* Work required: Rewrite every item below, replacing "thin white cloud" with "wispy cloud" and keeping everything else the same. Omit the pictures from your version.
+++ Material shown +++
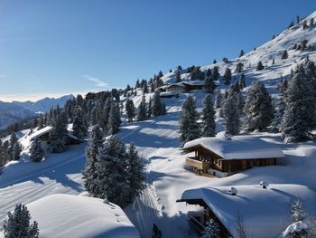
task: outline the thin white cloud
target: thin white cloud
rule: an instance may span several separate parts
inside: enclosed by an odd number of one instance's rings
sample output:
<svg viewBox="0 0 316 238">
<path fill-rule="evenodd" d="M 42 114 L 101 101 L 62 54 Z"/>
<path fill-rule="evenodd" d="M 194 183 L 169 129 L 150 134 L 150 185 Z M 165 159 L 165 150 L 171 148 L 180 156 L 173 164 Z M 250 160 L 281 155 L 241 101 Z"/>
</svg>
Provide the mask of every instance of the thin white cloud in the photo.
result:
<svg viewBox="0 0 316 238">
<path fill-rule="evenodd" d="M 108 88 L 108 83 L 101 81 L 100 79 L 98 79 L 98 78 L 94 78 L 94 77 L 91 77 L 89 75 L 83 75 L 83 77 L 85 77 L 87 80 L 92 81 L 95 83 L 95 86 L 96 87 L 99 87 L 99 88 Z"/>
</svg>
+++
* Solution to the problem:
task: outline the wispy cloud
target: wispy cloud
rule: an instance may span several separate parts
inside: enclosed by an odd number of one instance's rings
sample output:
<svg viewBox="0 0 316 238">
<path fill-rule="evenodd" d="M 42 114 L 101 101 L 62 54 Z"/>
<path fill-rule="evenodd" d="M 194 183 L 169 129 L 150 134 L 150 185 Z M 165 159 L 165 150 L 171 148 L 180 156 L 173 164 Z M 250 160 L 281 155 L 241 101 Z"/>
</svg>
Provide the mask of every instance of the wispy cloud in the photo.
result:
<svg viewBox="0 0 316 238">
<path fill-rule="evenodd" d="M 108 88 L 108 83 L 101 81 L 100 79 L 98 79 L 98 78 L 94 78 L 94 77 L 91 77 L 89 75 L 83 75 L 83 77 L 85 77 L 87 80 L 92 81 L 95 83 L 95 86 L 96 87 L 99 87 L 99 88 Z"/>
</svg>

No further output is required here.